## begin Passage
Ever Present also highlights Southeast Asia’s history with the First Peoples of Australia. These include artworks from northern Australia which reflect exchanges that existed for centuries prior to colonisation. They provide evidence of a robust trade in trepang or sea cucumber, between traders departing from the port of Makassar in South Sulawesi (Indonesia) to the north coast of Australia. From the 1970s, the technique of batik was introduced to several Aboriginal Communities in Central Australia, sometimes through direct exchanges and collaborations with artists in Indonesia. Ever Present showcases examples of this cultural exchange, through artworks that highlight each Community’s distinctive style.
## end Passage
## begin Records
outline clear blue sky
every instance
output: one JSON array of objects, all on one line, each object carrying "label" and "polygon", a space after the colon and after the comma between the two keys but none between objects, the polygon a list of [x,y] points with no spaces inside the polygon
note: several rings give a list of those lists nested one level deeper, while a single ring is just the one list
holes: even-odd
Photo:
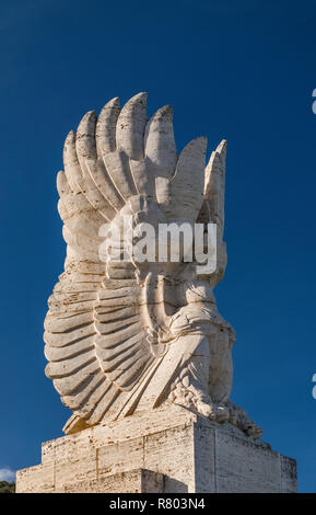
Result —
[{"label": "clear blue sky", "polygon": [[0,468],[39,462],[69,416],[43,354],[63,139],[148,91],[149,113],[174,105],[178,149],[229,140],[218,300],[237,333],[233,400],[316,491],[315,27],[313,0],[1,2]]}]

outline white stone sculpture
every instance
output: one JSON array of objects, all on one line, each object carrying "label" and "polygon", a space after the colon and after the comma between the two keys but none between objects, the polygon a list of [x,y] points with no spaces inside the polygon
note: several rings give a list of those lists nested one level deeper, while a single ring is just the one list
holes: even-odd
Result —
[{"label": "white stone sculpture", "polygon": [[[57,187],[67,259],[45,320],[46,375],[73,412],[63,431],[175,403],[259,437],[230,401],[235,333],[213,295],[226,265],[226,142],[206,169],[206,138],[178,156],[172,107],[148,121],[145,99],[121,111],[113,99],[98,118],[89,112],[65,144]],[[141,263],[131,254],[105,262],[102,227],[121,227],[125,216],[132,228],[216,224],[216,268],[198,275],[183,259]]]}]

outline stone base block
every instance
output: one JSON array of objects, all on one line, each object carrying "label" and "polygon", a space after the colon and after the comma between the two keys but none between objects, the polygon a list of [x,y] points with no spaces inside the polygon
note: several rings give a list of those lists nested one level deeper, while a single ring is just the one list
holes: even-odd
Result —
[{"label": "stone base block", "polygon": [[97,425],[42,446],[21,492],[296,492],[296,462],[179,407]]}]

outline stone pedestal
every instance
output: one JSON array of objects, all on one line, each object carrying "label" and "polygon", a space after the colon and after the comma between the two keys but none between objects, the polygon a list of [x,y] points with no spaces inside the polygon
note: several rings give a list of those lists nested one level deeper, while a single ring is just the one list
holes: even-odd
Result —
[{"label": "stone pedestal", "polygon": [[179,407],[46,442],[17,492],[295,492],[296,462]]}]

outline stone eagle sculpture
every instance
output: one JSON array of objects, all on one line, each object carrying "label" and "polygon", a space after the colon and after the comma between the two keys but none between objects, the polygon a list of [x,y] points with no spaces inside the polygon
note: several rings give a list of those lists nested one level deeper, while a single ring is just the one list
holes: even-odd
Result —
[{"label": "stone eagle sculpture", "polygon": [[[214,286],[226,265],[226,142],[204,169],[207,139],[178,156],[171,106],[147,118],[147,94],[120,110],[92,111],[63,149],[58,210],[65,272],[45,320],[47,377],[73,414],[66,434],[176,403],[251,437],[262,434],[230,401],[235,334],[220,316]],[[216,267],[101,259],[104,224],[216,224]],[[122,236],[124,238],[124,236]]]}]

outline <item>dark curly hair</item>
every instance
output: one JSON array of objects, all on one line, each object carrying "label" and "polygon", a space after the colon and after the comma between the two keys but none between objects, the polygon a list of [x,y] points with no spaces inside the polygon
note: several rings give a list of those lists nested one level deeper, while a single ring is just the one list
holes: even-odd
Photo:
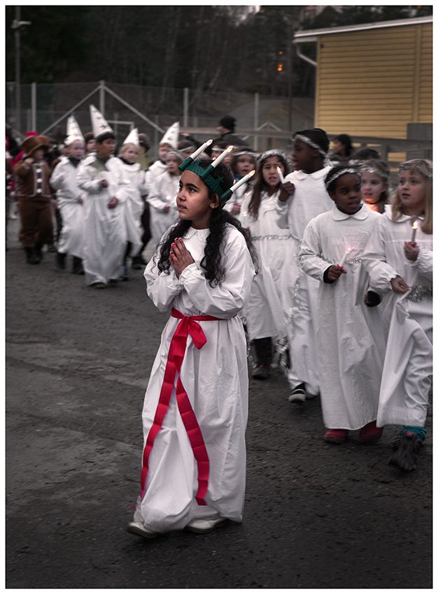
## end Records
* Work to do:
1. Reproduce the portion of the passage on the Ever Present exhibition starting with "Ever Present also" and going on through "Community’s distinctive style.".
2. Carry on the passage about the Ever Present exhibition and its Southeast Asian and Australian links from the point where it stops.

* Expected outputs:
1.
Ever Present also highlights Southeast Asia’s history with the First Peoples of Australia. These include artworks from northern Australia which reflect exchanges that existed for centuries prior to colonisation. They provide evidence of a robust trade in trepang or sea cucumber, between traders departing from the port of Makassar in South Sulawesi (Indonesia) to the north coast of Australia. From the 1970s, the technique of batik was introduced to several Aboriginal Communities in Central Australia, sometimes through direct exchanges and collaborations with artists in Indonesia. Ever Present showcases examples of this cultural exchange, through artworks that highlight each Community’s distinctive style.

2.
Daniel Walbidi, Mangala/Yulparija peoples; Born Biyadanga Community/La Grange, Kimberley, Western Australia 1983

Relating the art and histories of Southeast Asia and the First Peoples of Australia: Southeast Asia Gallery Trail

For the duration of Ever Present, five contemporary artworks by Aboriginal artists will be on display in the Gallery’s UOB Southeast Asia galleries. This provides a unique opportunity to reflect on similarities and differences between the histories and art of Southeast Asia and the First Peoples of Australia including their shared experience of colonialism. Christopher Pease’s painting, Wrong side of the Hay (a deserted Indian village), directly references a 1798 engraving of a landscape in Western Australia. However, nothing in the original image reveals that this seemingly peaceful scene was the result of the forced displacement of the Nyoongar people from their Ancestral lands.

This work is placed in the UOB Southeast Asia Gallery 3, alongside similar images of picturesque and unoccupied landscapes in Southeast Asia; visitors are invited to reflect on what else may have been omitted from the artworks which display no traces of colonisation or industralisation.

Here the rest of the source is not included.